>>

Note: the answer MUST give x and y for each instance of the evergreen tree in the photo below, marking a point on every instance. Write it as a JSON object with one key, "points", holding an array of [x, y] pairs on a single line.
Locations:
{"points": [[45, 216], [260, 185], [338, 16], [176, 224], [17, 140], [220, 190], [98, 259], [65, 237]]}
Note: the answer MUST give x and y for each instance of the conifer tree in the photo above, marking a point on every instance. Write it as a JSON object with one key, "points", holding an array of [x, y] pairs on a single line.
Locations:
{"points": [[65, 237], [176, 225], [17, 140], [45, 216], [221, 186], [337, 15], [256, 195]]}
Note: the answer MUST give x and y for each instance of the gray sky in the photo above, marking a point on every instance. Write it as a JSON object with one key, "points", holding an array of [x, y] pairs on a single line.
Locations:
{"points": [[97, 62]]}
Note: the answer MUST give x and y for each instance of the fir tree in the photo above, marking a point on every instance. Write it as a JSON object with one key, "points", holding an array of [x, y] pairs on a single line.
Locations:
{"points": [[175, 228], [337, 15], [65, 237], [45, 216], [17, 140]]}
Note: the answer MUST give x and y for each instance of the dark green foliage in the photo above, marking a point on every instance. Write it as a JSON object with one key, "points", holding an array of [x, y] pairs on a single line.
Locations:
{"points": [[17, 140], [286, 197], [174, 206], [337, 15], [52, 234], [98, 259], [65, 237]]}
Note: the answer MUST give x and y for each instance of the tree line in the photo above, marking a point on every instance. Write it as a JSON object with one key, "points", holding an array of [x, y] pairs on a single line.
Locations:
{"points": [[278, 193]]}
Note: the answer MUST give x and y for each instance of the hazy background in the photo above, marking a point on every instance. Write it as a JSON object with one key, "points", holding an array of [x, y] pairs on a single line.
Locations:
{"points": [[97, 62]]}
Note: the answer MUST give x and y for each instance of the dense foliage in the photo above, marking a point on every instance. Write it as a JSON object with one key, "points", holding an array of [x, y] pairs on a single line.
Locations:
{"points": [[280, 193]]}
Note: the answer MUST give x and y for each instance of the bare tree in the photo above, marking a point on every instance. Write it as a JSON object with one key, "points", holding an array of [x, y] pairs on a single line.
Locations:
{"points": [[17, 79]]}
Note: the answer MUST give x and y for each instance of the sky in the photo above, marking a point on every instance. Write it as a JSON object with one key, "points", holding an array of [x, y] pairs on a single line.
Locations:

<<

» **What you will do**: If the string "foliage" is in a line of the entries, pick that line out.

» **Response to the task**:
Note: the answer MUST give x and y for each instance of the dark green foliage in the photo above, marking a point on every instance. Write it as a JSON object with one key, "points", holding an array of [x, y] pairs on a single line.
Note: the answer MUST give x and y for each instance of the dense foliage in the photo above, marking a point on every instance. Write it as a JSON object with one key, "points", holding an array of [x, y] pairs on a single line.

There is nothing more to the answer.